## Task prompt
Extend the passage below on the ChipRx drug-releasing implant, beginning right after its final sentence.

BEGIN Given text

The outside of the torpedo is peppered with thousands of microscopic rings composed of an elastic mixture of hydrogel and polymer. Each ring behaves like a biological muscle, contracting when stimulated by an electric current and expanding when the voltage is reversed.

 

These artificial sphincters do the work of Langer's gold caps in controlling the release of medication, but the rings are far more controllable.

 

 

In ChipRx's smart-pill prototype, microscopic rings open and close like sphincters to release medication.

The implant itself is the size of a matchstick.
Photographs courtesy of Marc Madou/Nanogen

"We are mimicking Mother Nature's cellular design to open and close channels between the drug capsule and the outside world," says Madou.

His design takes the biological connection a step further by activating the rings of hydrogel with biosensors, engineered proteins that bind to target molecules. For example, an implant for a diabetic would have a biosensor that reacts to glucose. When a large enough number of glucose molecules latch onto the biosensor, it would change shape, triggering an electric current that would shrink the muscles and expose the drug chambers full of insulin. As glucose levels drop to normal, the system would shut off.

ChipRx has just finished assembling a working version of this intelligent implant.

 

The device is currently undergoing a basic feasibility test in which it will release its contents into a beaker on command. Although the results are not in yet, pharmaceutical giants such as Bayer and Pharmacia & Upjohn as well as Procter & Gamble have expressed an interest.

 

And Alison Cole, a program director at the National Institute of General Medical Sciences in Bethesda, Maryland is fairly optimistic.

"These technologies add a level of elegance and sophistication that we haven't seen before," she says, "but they'll have to overcome the same challenges that any drug-delivery system must face."

END Given text
BEGIN Material supplied

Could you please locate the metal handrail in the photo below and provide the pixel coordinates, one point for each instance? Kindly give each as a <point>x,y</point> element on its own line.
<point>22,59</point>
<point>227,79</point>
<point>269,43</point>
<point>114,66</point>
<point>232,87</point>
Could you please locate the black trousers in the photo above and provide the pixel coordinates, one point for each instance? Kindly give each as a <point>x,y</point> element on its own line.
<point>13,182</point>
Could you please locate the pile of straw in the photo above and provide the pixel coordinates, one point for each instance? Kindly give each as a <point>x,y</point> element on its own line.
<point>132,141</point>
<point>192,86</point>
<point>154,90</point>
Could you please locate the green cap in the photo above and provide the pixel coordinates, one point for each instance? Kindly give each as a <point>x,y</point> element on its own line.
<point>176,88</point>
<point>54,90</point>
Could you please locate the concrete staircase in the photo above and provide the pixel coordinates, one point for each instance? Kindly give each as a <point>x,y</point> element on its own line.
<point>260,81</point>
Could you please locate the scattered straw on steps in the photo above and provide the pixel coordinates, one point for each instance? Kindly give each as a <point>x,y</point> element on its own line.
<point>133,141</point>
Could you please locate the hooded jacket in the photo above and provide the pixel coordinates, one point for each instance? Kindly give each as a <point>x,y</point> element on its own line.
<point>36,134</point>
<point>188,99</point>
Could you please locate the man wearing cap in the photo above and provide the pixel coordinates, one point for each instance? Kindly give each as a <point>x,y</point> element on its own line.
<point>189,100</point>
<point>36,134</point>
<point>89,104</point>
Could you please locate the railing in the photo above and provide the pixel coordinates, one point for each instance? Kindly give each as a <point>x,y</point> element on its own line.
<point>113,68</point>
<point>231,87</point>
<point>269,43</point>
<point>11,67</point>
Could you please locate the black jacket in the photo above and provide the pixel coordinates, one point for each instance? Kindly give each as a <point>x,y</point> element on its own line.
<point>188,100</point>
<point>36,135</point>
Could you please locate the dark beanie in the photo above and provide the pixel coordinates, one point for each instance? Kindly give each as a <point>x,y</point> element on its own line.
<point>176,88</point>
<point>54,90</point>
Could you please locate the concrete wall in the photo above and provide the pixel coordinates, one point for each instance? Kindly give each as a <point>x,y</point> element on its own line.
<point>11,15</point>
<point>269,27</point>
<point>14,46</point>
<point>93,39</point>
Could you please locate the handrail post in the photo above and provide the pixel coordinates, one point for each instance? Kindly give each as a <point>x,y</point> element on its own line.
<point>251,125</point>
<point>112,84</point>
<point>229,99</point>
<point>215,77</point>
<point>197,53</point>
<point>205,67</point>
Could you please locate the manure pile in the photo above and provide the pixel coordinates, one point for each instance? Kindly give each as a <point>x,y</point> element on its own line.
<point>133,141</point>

END Material supplied

## Written answer
To begin with, any implant has to contend with the body's natural defenses against foreign intrusions.

"We are designing our device to resemble the surface of cells and tissues, so that the immune system will pass it by without responding," says Patricia Eisenhardt, vice president of ChipRx.

Although the company hasn't tested its camouflage yet, a similar approach has worked well on artificial heart valves and other devices.

In addition to the biological challenges, both Langer and Madou face technological and legal hurdles, which may be even more daunting.

"Every time you add a level of complexity, you add a method of failure," says Santini.

Langer's method is to strive for simplicity, eliminating moving parts in order to minimize the risk of breakdown. Madou is taking an opposite approach, working on backup systems that include a pump to unclog a blocked chamber and a safety valve in case an artificial muscle gets stuck. The ultimate nightmare confronting both inventors is a smart implant that misfires and dispenses a fatal overdose.

 

One such failure could discredit the technology and bankrupt its developers.

Over the next decade, smart implants will also face challenges from other alternative drug-delivery systems. A number of teams are working on inhalable drugs to treat diabetes and other diseases. The first light-activated medication has been approved in Europe to treat skin cancer. And some nanotechnology optimists remain bullish on the Fantastic Voyage scenario—microscopic robots that traverse the bloodstream performing medical repairs.

 

Kazushi Ishiyama at Tohuku University in Japan has developed pinhead-sized, magnetically controlled spinning screws. He envisions smaller versions swimming through veins, dispensing drugs or burning away cancerous tissue.

Given all the technical innovations in the field, Langer is confident that today's awkward treatments—multiple pills that must be taken at precise intervals interspersed with frequent, time-consuming checkups—are on the way out.

 

It's simply a matter of giving a new twist to the PC revolution, so that patients can benefit from the shotgun marriage going on in Langer's lab.

"Here microchips mean something different than they do to the rest of the world," he says. "Here they mean drug delivery."